Pointing records
══════════════════════════════
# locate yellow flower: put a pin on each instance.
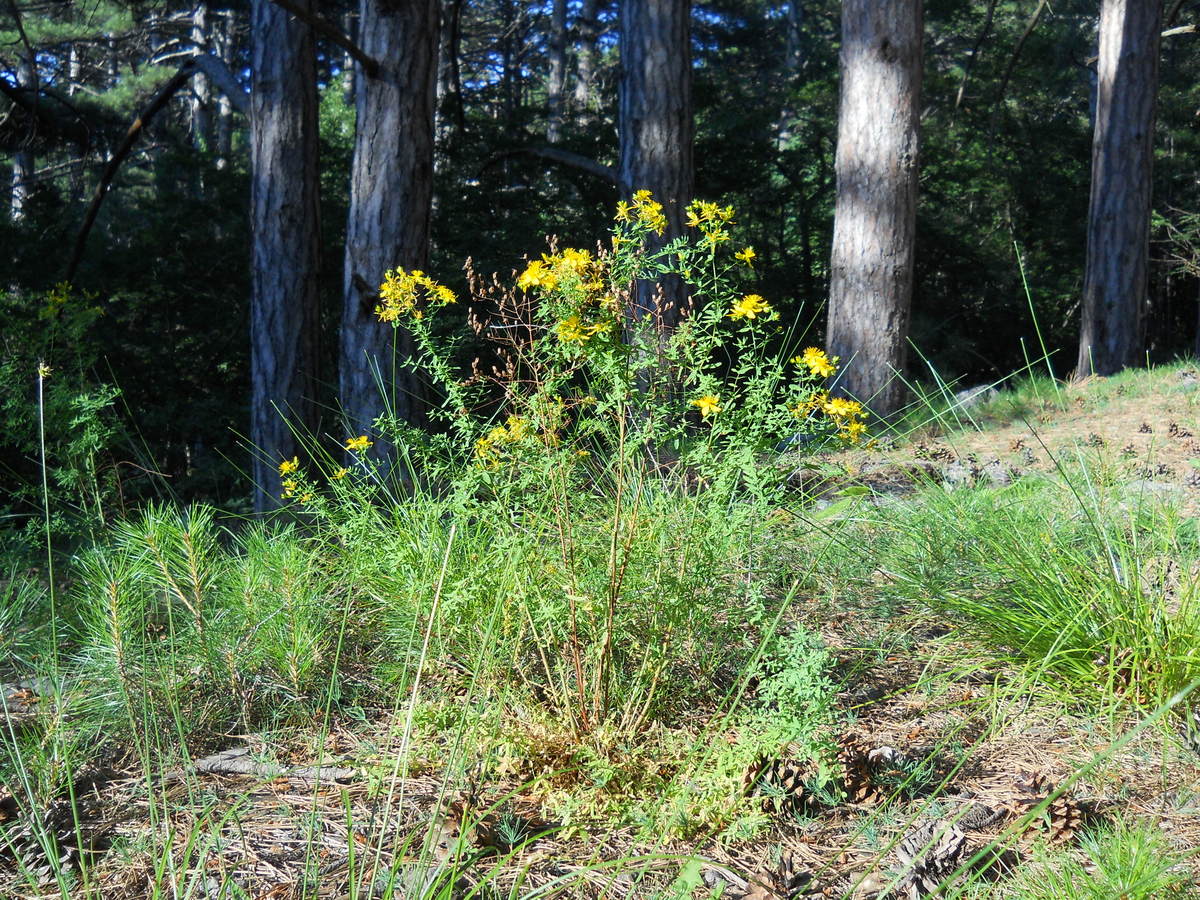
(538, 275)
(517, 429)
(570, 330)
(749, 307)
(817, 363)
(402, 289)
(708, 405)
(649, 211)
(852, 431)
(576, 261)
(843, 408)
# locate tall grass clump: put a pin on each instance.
══════════════════════════════
Directions for this task
Turn every line of the records above into a Markdown table with the columns "Row" and "Line", numbering the rows in order and leaving out blank lines. Leave the pictures out of the table.

Result for this exercise
| Row | Line |
|---|---|
| 1 | # locate yellow flower: put a pin on each instance. |
| 2 | (538, 275) |
| 3 | (517, 429) |
| 4 | (570, 330) |
| 5 | (749, 307) |
| 6 | (817, 363) |
| 7 | (402, 289) |
| 8 | (708, 405) |
| 9 | (649, 211) |
| 10 | (852, 431) |
| 11 | (576, 261) |
| 12 | (843, 408) |
| 13 | # locate tall grass clump: put a pin on each instance. |